(Saved data entries)
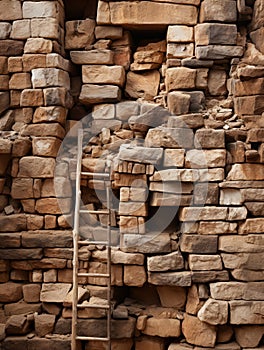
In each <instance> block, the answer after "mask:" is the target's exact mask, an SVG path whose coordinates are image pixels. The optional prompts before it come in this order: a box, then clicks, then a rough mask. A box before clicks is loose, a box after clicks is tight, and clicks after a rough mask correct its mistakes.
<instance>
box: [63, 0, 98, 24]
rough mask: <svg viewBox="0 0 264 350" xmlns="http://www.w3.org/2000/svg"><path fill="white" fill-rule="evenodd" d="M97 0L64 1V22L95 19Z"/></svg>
mask: <svg viewBox="0 0 264 350" xmlns="http://www.w3.org/2000/svg"><path fill="white" fill-rule="evenodd" d="M97 3H98V0H88V1H87V0H86V1H84V0H64V4H65V17H66V20H77V19H80V20H81V19H85V18H92V19H95V18H96V10H97Z"/></svg>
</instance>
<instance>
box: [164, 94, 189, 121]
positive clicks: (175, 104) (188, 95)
mask: <svg viewBox="0 0 264 350" xmlns="http://www.w3.org/2000/svg"><path fill="white" fill-rule="evenodd" d="M167 101H168V109H169V111H170V112H171V113H172V114H174V115H180V114H186V113H188V112H189V109H190V101H191V96H190V95H188V94H184V93H182V92H178V91H172V92H170V93H169V94H168V97H167Z"/></svg>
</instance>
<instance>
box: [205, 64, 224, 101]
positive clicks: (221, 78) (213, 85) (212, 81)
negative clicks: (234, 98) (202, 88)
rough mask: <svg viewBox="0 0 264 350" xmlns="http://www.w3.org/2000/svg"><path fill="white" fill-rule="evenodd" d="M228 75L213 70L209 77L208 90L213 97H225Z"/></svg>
mask: <svg viewBox="0 0 264 350" xmlns="http://www.w3.org/2000/svg"><path fill="white" fill-rule="evenodd" d="M226 80H227V75H226V72H225V71H224V70H220V69H219V70H216V69H215V70H214V69H211V70H210V72H209V76H208V89H209V93H210V94H211V95H212V96H219V95H225V94H226V93H227V88H226Z"/></svg>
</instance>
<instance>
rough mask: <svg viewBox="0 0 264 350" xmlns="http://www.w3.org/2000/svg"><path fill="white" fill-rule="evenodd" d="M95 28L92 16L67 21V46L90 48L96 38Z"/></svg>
mask: <svg viewBox="0 0 264 350" xmlns="http://www.w3.org/2000/svg"><path fill="white" fill-rule="evenodd" d="M94 29H95V21H94V20H92V19H90V18H88V19H85V20H79V21H69V22H66V37H65V48H66V49H68V50H71V49H83V48H87V49H88V48H89V46H90V45H91V44H92V43H93V42H94V39H95V38H94Z"/></svg>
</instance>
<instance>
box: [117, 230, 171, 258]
mask: <svg viewBox="0 0 264 350" xmlns="http://www.w3.org/2000/svg"><path fill="white" fill-rule="evenodd" d="M121 250H122V251H124V252H128V253H130V252H131V253H168V252H170V238H169V235H168V234H167V233H159V232H156V233H152V234H145V235H137V234H126V235H122V236H121Z"/></svg>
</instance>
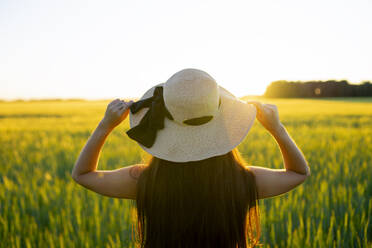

→ **Written task**: Which lines of the data above contain the string "clicks", matching case exactly? Report each of those lines in full.

→ **Solved exercise**:
In each <instance> block, the answer after "mask:" is the target's exact mask, an SVG path whose coordinates are image pixels. The optional prompts before it come in this order: a box, then clicks, then a rough mask. A box before clicks is loose, a box after clicks is tight, and clicks after a rough mask correct its mistakes.
positive clicks: (175, 104) (188, 95)
positive clicks: (221, 78) (213, 85) (212, 81)
negative clicks: (234, 98) (202, 88)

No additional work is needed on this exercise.